# Check your understanding
**a.** Decide whether each statement agrees with the passage on antioxidant values. For each, answer yes or no and quote the words from the passage that settle it.
(i) Dragon's Blood is the sap of a tree grown in Peru.
(ii) The study was carried out at a university in Sweden.
(iii) The FRAP assay is described as a costly and difficult way to measure antioxidants.
**b.** Using the passage on antioxidant values, answer these questions:
(i) What other name does the passage give for Dragon's Blood?
(ii) What fraction of a mole is a millimole?
(iii) How many categories were in the researchers' table of samples?

Are you familiar with Dragon’s Blood? (Hint: it is NOT the secret ingredient in Gandalf’s potions.) Also known as Sangre de Grado, this sap from a tree grown in Peru happens to contain the highest antioxidant content of 3,100 foods and beverages measured worldwide. Now before you run to the nearest health food store looking for this special elixir, keep in mind that there are plenty of food items with high antioxidant values.
A study conducted at the University of Oslo in Norway compiled 3,100 food items using the FRAP assay method of measurement, which extracts the antioxidant value of foods and beverages with the scale of millimoles/100 grams. Millimoles are 1/1000 of a mole (a unit of measurement that allows the conversion between atoms/molecules and grams). Using this measurement, antioxidant values are compared on a scale. The FRAP assay is said to be an inexpensive and easy way to measure antioxidant content.
The researchers created a large table of samples with 24 different categories including products from plants, animals and mixed foods collected over an eight year period (from 2000-2008). The categories describe how or if the food was processed (raw, cooked, dried, wild, etc.) along with the product name, brand, sourcing, and country of origin.

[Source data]
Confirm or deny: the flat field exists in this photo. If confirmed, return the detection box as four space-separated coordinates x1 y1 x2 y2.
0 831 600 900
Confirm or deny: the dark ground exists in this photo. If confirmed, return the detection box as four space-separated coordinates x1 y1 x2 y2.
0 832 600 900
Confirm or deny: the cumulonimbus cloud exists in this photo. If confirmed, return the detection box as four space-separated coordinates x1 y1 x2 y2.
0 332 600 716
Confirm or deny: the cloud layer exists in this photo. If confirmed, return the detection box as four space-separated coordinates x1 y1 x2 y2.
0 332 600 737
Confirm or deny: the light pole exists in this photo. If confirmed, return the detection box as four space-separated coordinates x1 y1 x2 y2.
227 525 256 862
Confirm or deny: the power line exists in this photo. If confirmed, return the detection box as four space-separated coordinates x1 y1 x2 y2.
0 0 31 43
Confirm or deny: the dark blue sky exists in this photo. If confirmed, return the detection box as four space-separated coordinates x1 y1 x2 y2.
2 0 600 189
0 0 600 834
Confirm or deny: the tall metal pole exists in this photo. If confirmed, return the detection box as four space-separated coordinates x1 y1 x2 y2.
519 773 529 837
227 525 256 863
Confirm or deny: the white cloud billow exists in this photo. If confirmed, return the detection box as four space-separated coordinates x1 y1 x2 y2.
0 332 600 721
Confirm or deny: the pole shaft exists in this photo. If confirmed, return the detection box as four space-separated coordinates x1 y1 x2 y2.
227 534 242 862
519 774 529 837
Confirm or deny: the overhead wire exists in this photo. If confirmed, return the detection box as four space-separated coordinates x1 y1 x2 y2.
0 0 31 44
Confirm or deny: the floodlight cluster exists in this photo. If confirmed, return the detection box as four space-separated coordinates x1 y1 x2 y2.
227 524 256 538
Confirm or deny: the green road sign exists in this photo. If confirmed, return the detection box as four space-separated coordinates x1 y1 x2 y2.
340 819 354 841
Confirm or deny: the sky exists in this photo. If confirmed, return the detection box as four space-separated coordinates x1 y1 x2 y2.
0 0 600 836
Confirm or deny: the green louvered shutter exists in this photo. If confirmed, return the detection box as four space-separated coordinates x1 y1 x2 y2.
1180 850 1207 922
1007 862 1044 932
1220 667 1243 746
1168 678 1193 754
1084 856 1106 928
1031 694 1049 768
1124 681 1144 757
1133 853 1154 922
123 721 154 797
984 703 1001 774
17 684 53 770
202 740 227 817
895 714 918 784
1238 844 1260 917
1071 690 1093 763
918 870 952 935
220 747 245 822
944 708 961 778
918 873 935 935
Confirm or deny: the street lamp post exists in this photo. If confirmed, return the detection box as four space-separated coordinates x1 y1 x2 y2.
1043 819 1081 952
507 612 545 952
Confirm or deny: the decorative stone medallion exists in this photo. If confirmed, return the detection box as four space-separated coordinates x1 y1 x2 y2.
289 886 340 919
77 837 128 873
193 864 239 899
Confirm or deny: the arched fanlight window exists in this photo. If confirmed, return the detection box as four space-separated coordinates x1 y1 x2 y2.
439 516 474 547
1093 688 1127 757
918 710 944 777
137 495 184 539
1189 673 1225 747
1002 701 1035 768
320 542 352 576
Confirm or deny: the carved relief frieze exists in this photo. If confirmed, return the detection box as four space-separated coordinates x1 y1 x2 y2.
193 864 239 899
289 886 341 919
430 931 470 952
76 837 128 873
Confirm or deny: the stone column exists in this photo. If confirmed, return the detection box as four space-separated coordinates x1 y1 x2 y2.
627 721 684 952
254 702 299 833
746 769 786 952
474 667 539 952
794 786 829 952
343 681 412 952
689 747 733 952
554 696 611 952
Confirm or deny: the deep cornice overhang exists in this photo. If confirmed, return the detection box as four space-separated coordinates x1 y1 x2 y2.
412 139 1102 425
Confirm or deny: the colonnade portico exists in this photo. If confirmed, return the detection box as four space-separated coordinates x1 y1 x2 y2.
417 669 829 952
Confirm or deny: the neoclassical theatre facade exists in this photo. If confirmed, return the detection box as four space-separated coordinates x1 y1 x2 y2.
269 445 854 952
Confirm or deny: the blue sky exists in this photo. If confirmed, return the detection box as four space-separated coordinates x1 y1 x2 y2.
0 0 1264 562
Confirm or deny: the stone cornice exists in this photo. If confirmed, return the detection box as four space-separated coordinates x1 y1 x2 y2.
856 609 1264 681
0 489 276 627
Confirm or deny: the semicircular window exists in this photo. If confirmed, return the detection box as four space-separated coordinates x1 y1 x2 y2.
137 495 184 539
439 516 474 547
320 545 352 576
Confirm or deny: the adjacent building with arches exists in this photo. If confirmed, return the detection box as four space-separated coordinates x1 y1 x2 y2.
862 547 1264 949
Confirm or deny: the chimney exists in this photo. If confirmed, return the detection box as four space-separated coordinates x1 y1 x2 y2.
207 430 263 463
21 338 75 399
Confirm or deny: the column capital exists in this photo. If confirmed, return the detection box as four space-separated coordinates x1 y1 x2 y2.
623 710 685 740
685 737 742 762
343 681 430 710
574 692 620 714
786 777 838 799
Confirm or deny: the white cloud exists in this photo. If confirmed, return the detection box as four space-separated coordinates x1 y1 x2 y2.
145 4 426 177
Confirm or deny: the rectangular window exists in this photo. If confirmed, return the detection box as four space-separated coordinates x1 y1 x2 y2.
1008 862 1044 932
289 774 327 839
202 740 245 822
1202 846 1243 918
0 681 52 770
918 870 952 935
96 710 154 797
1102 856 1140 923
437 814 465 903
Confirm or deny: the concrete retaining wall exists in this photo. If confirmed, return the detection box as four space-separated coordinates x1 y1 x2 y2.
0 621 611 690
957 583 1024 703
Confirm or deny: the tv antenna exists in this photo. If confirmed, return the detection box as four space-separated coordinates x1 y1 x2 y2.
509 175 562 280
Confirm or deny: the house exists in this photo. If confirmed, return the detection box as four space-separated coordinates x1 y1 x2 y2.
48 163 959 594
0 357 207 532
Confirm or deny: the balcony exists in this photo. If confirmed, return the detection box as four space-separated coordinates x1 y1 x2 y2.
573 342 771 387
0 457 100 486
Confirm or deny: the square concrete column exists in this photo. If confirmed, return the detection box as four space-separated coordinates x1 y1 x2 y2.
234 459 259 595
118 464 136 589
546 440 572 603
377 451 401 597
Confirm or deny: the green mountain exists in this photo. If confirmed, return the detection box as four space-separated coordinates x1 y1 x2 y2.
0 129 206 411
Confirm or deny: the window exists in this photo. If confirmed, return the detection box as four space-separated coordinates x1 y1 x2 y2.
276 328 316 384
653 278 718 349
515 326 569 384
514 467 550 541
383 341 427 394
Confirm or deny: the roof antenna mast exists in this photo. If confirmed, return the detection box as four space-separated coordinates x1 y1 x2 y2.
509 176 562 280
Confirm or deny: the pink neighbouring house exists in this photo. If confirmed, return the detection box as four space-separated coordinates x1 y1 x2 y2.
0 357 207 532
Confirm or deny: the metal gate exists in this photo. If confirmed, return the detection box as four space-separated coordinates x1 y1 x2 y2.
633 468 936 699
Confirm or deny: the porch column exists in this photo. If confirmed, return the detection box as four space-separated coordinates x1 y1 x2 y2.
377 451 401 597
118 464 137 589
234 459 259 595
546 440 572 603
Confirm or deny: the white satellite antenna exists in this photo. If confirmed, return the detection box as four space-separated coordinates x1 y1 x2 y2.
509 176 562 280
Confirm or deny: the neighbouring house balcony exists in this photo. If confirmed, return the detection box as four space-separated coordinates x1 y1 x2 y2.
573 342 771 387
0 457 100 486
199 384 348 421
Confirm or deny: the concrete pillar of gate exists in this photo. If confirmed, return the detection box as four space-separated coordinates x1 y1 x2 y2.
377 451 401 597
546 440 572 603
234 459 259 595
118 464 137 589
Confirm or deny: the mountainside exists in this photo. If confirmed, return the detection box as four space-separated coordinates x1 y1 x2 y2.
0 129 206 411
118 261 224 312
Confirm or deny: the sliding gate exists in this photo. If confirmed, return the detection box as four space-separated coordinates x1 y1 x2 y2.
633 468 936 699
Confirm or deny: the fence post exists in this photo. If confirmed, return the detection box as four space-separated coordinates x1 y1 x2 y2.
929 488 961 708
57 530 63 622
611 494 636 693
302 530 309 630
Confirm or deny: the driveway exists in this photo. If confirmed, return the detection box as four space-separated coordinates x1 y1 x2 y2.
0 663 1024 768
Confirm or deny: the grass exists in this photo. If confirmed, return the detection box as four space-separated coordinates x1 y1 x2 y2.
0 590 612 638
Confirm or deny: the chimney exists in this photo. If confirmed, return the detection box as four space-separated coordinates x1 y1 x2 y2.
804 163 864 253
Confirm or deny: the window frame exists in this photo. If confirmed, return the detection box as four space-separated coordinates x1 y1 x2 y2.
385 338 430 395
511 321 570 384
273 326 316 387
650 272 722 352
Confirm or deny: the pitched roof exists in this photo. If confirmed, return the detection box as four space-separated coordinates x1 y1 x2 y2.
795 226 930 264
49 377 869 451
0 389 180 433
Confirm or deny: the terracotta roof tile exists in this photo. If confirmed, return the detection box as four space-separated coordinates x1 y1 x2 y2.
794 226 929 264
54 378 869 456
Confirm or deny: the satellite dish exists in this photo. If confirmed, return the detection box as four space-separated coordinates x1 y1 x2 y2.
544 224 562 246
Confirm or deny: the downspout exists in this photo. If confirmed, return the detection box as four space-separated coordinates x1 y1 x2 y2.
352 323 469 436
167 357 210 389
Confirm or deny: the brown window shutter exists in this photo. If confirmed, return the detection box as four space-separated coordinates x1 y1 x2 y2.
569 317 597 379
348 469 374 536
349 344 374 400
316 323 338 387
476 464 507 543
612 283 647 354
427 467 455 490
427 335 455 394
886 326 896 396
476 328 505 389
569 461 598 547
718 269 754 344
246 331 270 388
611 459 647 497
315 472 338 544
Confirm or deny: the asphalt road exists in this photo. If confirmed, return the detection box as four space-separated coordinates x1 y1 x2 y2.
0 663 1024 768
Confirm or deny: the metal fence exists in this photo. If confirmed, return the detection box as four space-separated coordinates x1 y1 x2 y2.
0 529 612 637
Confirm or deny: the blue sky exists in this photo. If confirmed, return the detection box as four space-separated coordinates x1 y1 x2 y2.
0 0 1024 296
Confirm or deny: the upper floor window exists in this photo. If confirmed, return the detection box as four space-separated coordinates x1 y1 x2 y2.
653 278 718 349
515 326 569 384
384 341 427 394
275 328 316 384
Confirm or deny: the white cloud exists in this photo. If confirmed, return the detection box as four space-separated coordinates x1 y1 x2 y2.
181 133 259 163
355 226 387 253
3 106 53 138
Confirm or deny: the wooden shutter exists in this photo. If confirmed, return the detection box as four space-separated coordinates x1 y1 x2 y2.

# Exercise solutions
**a.**
(i) Yes: "this sap from a tree grown in Peru"
(ii) No: "A study conducted at the University of Oslo in Norway"
(iii) No: "The FRAP assay is said to be an inexpensive and easy way to measure antioxidant content."

**b.**
(i) Sangre de Grado
(ii) 1/1000
(iii) 24